■ **Text shown**:
========

Downey said the Navy had established a picket line made up of destroyers between Okinawa and Japan to give an early warning when the Kamikazes were coming in. "When they were 50 miles out, they
would radio us their positions and headings and we would go to general quarters.
They had fogging machines, and they would fog up the harbor pretty good. The hospital ships were especially well protected by the fog." Later, LST 620 brought troops to the little island of Ie
Shima on the northwest coast of Okinawa. On this mission a Kamikaze was headed right for the LST but it was blown out of the air by a destroyer before it could complete its mission. Famed World War II
journalist Ernie Pyle was killed at Ie Shima. Back at Okinawa, all the ships in the fleet were ordered to sea to weather a massive typhoon. "If we'd been in the harbor, we'd have washed up on the
beach. On another day, LST 620 was heading out of the harbor to get supplies. Downey was heading to his rack, his four hour shift over. As he looked out to the ocean, he saw a large mine go by, very
close to the ship's hull. "I don't know whose it was, or what it was doing there. It just went by like that. I was too young to be afraid. I just went to my bunk and got a good night's sleep. It
wouldn't have done any good to tell anyone. It was gone. "The Lord has taken care of me all my life. I'm 82 now, and He's still taking care of me." When the war ended, LST 620 was sent to
Sasebo, Japan, as part of the occupation force. "My memory is that it was a desolate place. I never saw a soul, no one. When they saw us landing, the people all stayed inside." Next up for the ship
was Shanghai, China. Now it was the duty of the landing ship to bring Chinese troops up to Manchuria to fight the communist troops under Mao Tse Dung. "We put the troops on the top deck. They were a
ragged lot. I watched them pulling the lice off their bodies. We were glad to have them off the ship." Downey earned enough points to go home, and he took a troop transport back to San Diego and
eventually to Ledo Beach, Long Island, where his folks were waiting for him. He worked in New York for a department store. Downey didn't join the reserves after the war, but he later was convinced to
join up because the extra money would allow him to buy a car. "The next thing I knew I was recalled for the Korean War, and my little brother was driving my car."

========

■ **Task item A**: In the account of Downey's Navy service, please begin at the words "Downey said the" and stop after "to general quarters.", replacing "picket line" with "screen".
■ **Task item B**: According to the account of Downey's Navy service, where was LST 620 sent as part of the occupation force when the war ended?
■ **Task item C**: Go on with the account of Downey's Navy service from its last sentence.

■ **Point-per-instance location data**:

========

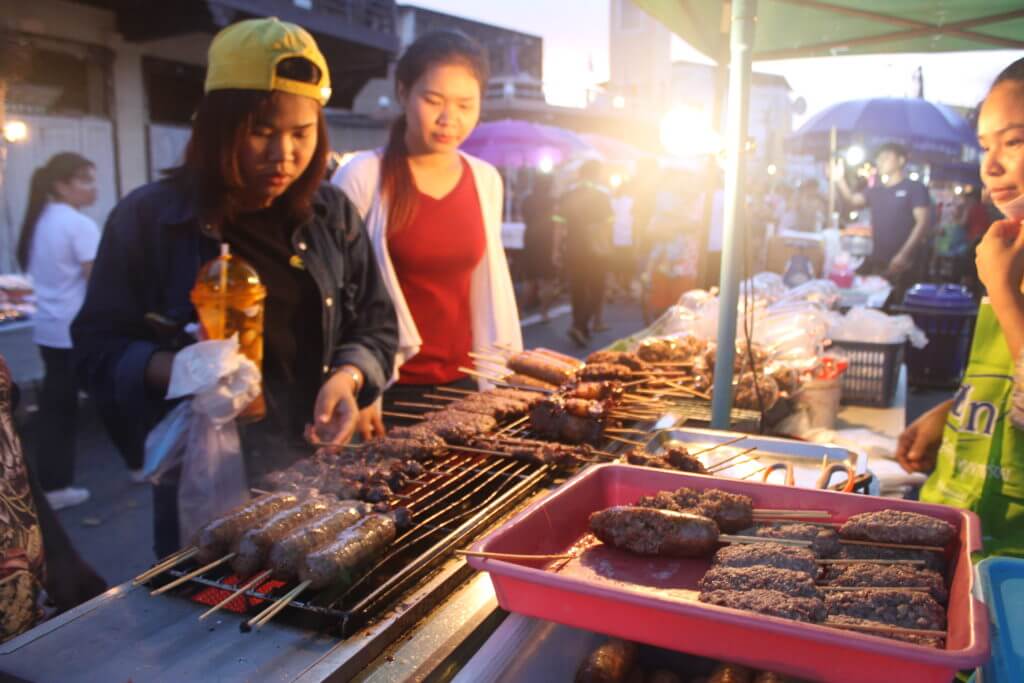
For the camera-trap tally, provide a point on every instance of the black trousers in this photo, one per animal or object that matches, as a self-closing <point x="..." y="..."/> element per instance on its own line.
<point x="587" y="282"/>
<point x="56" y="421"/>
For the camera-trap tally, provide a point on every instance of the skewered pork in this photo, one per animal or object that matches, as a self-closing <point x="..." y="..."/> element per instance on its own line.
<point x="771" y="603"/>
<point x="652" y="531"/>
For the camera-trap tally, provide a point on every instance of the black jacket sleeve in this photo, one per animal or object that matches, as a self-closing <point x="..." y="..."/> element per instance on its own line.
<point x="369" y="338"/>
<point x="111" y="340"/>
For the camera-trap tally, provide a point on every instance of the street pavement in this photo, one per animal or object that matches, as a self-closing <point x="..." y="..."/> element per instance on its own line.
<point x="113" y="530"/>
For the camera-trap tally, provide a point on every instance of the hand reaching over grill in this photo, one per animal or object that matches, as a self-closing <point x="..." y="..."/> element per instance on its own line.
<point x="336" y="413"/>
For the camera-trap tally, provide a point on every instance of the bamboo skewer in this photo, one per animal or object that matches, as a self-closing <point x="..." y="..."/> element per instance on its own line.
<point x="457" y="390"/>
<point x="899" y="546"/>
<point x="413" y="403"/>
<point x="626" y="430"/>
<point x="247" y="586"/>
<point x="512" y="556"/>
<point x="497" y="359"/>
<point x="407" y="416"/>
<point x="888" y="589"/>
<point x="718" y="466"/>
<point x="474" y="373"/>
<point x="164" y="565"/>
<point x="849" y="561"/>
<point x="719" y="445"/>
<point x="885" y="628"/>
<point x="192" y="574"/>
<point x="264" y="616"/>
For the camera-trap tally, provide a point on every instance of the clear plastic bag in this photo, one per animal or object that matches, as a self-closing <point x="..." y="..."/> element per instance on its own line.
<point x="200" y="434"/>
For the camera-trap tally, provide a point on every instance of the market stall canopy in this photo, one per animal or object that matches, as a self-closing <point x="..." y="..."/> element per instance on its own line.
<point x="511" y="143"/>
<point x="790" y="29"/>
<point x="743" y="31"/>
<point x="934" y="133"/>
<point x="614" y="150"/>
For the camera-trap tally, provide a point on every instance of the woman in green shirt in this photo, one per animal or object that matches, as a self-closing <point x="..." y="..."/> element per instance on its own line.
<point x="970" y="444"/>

========

■ **Written answer A**:
Downey said the Navy had established a screen made up of destroyers between Okinawa and Japan to give an early warning when the Kamikazes were coming in. "When they were 50 miles out, they
would radio us their positions and headings and we would go to general quarters.

■ **Written answer B**: Sasebo, Japan.

■ **Written answer C**:
He was later assigned to Lubbock, Texas, where he met his wife. The two have now been married for 56 years. Downey later moved to Texas, still in the department store business as a buyer and
merchandise manager, and he retired when he was 61. One of his two daughters moved to the Twin Cities, and the Downeys followed them several years ago. He says he has acclimated well, and is a regular
member of the "Grumpy Old Men's Club" that shares coffee regularly at the Apple Valley Post 1776. Four years ago, Downey was honored with a Liberation Medal, presented by Congressman John Kline, for his
participation in the invasion at Normandy.